━━ EXTRACTED DATA ━━

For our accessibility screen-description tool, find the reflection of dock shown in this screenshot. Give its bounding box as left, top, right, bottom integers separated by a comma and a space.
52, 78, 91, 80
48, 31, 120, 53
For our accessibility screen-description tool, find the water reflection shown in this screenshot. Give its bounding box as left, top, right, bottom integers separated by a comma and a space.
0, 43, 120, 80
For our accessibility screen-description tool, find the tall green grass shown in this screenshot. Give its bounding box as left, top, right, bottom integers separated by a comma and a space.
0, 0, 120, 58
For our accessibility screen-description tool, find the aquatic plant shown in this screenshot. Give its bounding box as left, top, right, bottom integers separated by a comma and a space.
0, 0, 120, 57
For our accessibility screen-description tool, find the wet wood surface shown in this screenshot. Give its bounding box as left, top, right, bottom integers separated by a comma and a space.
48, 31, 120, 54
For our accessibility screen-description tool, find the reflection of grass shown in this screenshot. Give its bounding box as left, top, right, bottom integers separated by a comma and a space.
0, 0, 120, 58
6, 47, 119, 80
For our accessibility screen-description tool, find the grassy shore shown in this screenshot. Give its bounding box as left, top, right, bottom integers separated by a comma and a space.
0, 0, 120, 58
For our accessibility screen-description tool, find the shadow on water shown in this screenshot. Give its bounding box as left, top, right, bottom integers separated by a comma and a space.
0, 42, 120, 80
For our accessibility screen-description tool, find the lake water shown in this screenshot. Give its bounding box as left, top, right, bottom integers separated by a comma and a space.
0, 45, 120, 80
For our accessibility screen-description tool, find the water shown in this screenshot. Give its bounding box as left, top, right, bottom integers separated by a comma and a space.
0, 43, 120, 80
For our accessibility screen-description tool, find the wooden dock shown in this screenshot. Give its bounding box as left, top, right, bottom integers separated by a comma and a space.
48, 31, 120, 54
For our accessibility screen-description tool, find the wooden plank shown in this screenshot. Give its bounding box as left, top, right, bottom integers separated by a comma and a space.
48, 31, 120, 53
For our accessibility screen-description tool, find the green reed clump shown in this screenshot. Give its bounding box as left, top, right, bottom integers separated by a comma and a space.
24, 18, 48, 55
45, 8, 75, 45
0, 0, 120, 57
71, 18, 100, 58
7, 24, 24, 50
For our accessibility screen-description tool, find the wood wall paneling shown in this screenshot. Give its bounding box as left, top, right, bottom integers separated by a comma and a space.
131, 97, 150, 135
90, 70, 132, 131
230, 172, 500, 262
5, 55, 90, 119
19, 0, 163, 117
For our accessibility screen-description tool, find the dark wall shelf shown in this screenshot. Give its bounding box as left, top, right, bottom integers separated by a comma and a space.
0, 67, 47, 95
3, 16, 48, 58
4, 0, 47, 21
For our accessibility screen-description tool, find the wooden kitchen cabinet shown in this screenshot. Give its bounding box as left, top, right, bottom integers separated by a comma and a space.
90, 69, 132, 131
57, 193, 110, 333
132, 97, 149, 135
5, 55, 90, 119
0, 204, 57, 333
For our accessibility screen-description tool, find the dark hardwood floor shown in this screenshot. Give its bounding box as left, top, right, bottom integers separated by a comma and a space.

━━━

= WHAT THE TASK ASKS =
Starting with the line that contains "reflection of grass" and going on through the line that contains "6, 47, 119, 80", turn those lines of the records into a numbered list with any blank lines left out.

= REPLY TO THE EXERCISE =
1. For our accessibility screen-description tool, find the reflection of grass shown in this screenshot. Give its bounding box as left, top, right, bottom integers separated by a comma and a space.
2. 0, 0, 120, 58
3. 6, 47, 119, 80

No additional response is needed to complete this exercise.